Text to read

This classic recipe is a vegetarian version of the chilli con carne where soya granules have been used instead of meat, and uses some fresh vegetables and few pantry ingredients. So let’s make this delicious meat-free hearty Veg Chilli Con Carne.


Scale

Ingredients

  • 1 cup soya granules, (soaked in buttermilk) for 15 minutes 
  • 1 teaspoon olive oil 
  • 1 bay leaf 
  • 1 tablespoon garlic, chopped 
  • 1 medium onion, chopped 
  • 1 carrot, (peeled and chopped)
  • ½ cup red, yellow, green capsicums, chopped
  • 1 tablespoon cumin powder 
  • 1 teaspoon red chilli powder 1 tsp
  • ½ teaspoon cinnamon powder 
  • Salt to taste
  • ¼ cup split skinless black gram (dhuli urad dal), soaked and parboiled 
  • 1 cup tomato puree 
  • 1 fresh orange juice 
  • 5 grams any dark chocolate, grated (optional)
  • Water as needed
  • 23 fresh parsley sprigs 
  • 23 fresh coriander sprigs 
  • 34 fresh mint leaves 
  • 1 stalk spring onion greens, chopped

Instructions

  • Start with chopping the veggies – garlic, onion, carrots, capsicum, and fresh mint and coriander leaves. 
  • Now, heat the olive oil in a non-stick sauce pan, add bay leaf and then add chopped garlic. Saute for a few seconds till the raw aroma goes away.
  • Add onions and saute for 1 minute until soft. Add soya granules and cook for 2 minutes while stirring occasionally.

Required work
1. Answer these questions about the veg chilli recipe, one per line:
(a) What is used in place of meat?
(b) What are the soya granules soaked in, and for how long?
(c) For how long are the onions sautéed?
2. Echo the part of the veg chilli recipe between "This classic recipe" and "Chilli Con Carne.", inclusive.
3. Carry on the veg chilli recipe from the point where it stops.
The rows come from a separate source.

Point labeling examples
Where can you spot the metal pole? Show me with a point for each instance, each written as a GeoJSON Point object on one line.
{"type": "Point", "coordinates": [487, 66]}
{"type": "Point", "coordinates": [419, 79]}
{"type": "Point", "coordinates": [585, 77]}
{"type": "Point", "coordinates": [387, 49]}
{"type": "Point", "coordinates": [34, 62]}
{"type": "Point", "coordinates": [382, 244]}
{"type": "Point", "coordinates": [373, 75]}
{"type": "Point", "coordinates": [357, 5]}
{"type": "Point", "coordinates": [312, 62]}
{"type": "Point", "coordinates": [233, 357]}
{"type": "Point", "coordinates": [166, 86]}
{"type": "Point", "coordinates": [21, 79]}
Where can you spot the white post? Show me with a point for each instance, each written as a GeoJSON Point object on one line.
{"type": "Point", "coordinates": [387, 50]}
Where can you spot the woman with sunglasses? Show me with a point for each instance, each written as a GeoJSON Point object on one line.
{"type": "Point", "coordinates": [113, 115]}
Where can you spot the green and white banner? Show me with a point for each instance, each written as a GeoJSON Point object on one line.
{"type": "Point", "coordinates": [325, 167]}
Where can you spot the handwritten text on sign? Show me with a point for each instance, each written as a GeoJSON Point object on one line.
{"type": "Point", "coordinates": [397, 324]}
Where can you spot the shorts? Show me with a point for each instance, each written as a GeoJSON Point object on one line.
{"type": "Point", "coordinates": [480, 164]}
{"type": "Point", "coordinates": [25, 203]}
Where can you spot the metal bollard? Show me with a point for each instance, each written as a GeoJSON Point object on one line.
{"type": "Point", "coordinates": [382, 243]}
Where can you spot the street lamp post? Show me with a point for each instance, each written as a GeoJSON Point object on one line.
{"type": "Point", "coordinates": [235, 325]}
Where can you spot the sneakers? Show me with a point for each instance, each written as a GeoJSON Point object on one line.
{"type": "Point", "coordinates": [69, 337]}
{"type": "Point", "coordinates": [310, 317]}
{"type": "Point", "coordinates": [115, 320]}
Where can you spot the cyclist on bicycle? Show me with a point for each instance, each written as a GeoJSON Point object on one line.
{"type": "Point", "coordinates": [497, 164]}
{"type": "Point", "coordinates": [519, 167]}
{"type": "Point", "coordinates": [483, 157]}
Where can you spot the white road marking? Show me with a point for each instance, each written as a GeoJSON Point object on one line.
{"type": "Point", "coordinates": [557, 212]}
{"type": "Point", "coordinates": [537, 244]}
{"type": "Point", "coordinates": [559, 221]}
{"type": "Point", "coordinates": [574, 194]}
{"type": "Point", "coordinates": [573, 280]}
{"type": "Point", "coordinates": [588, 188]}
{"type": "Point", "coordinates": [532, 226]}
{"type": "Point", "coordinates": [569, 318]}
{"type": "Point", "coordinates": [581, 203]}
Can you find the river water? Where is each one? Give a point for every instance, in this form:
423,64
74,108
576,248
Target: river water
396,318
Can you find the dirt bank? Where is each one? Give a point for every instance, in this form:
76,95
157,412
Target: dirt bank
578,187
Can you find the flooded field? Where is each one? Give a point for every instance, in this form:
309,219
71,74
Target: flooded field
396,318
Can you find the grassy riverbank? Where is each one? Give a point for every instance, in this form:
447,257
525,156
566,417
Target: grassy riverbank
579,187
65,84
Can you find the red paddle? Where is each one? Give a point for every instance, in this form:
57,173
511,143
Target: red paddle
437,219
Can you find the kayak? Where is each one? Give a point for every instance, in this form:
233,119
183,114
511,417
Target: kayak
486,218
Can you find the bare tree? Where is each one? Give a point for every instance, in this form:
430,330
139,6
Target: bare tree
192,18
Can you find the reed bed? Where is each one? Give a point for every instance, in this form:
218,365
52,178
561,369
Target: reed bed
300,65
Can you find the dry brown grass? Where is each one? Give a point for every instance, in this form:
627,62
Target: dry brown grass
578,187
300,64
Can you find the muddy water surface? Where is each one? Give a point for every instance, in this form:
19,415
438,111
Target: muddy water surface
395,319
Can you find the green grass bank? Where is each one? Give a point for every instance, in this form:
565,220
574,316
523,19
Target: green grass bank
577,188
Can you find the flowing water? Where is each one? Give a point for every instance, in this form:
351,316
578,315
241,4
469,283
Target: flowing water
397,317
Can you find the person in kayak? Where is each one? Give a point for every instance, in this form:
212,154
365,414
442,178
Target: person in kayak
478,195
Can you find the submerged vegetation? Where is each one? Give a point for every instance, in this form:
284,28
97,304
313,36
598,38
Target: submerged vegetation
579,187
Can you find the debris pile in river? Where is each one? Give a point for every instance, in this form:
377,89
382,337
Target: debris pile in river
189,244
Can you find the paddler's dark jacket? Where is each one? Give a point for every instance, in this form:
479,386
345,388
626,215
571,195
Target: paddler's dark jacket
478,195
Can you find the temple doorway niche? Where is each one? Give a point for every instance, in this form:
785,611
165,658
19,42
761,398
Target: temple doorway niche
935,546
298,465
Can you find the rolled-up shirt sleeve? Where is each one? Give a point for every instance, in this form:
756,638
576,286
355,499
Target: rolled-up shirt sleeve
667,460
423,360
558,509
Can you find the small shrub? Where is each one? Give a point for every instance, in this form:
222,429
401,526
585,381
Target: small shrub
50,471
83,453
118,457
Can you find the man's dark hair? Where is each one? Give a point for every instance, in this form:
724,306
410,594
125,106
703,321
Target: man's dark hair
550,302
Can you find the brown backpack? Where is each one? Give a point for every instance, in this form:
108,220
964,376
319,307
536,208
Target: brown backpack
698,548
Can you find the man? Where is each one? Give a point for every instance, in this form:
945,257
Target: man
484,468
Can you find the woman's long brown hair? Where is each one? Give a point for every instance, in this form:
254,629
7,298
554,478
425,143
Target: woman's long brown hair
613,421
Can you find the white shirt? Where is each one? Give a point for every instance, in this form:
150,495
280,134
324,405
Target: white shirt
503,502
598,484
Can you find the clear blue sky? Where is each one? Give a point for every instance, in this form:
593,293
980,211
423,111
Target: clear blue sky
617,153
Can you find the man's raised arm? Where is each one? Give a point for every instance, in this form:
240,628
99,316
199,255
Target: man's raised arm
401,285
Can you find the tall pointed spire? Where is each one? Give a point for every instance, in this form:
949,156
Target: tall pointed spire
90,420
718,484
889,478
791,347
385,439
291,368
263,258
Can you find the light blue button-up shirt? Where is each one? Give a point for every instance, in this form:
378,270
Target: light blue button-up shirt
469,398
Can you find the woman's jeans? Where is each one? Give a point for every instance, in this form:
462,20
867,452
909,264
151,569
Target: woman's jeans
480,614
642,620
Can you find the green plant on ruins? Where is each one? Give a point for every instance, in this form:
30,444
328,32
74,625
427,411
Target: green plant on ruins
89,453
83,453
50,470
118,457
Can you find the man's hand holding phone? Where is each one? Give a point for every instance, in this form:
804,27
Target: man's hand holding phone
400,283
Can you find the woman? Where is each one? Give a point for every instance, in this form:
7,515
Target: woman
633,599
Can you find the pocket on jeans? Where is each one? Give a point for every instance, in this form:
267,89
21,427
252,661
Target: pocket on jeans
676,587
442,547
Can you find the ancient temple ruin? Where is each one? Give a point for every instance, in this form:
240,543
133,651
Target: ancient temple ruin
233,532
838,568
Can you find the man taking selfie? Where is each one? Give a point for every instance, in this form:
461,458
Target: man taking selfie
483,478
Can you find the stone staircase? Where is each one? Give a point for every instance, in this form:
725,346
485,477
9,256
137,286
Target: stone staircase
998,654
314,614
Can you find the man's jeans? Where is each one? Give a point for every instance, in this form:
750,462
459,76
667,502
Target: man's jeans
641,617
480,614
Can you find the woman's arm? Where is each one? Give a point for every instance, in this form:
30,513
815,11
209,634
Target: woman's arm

Expected responses
1.
(a) Soya granules.
(b) Buttermilk, for 15 minutes.
(c) 1 minute, until soft.

2.
This classic recipe is a vegetarian version of the chilli con carne where soya granules have been used instead of meat, and uses some fresh vegetables and few pantry ingredients. So let’s make this delicious meat-free hearty Veg Chilli Con Carne.

3.
  • Add chopped carrot, capsicum and saute for 1 minute. 
  • Next add cumin powder, chilli powder, cinnamon powder and salt to taste. Saute for another 1 minute.
  • Add par-boiled urad dal, tomato puree and orange juice. Stir well.
  • Also add grated chocolate with 1 cup water. Mix everything and simmer for a few further minutes.
  • Add chopped parsley, coriander sprigs and mint leaves to the pan. Stir well.
  • Transfer the hot chilli con carne into a serving bowl. 
  • Garnish with chopped spring onion greens.
  • Serve immediately with steamed brown rice, quinoa, or even as a topping for a baked sweet potato.

Notes

  • You may feel free to skip or add vegetables for what you have available, also you can replace soya granules with kidney beans, sweet potato or quinoa and many more.
  • If you are using raw kidney beans then you need to pre-soak it for at-least 4 hours, or overnight, or if using tinned kidney beans then you need the beans rinsed and drained. 
  • You can also add some more greens to this dish like a handfuls of fresh or frozen spinach leaves and green peas.
  • You can keep this dish in the fridge for 4-5 days or the freezer for up to three months.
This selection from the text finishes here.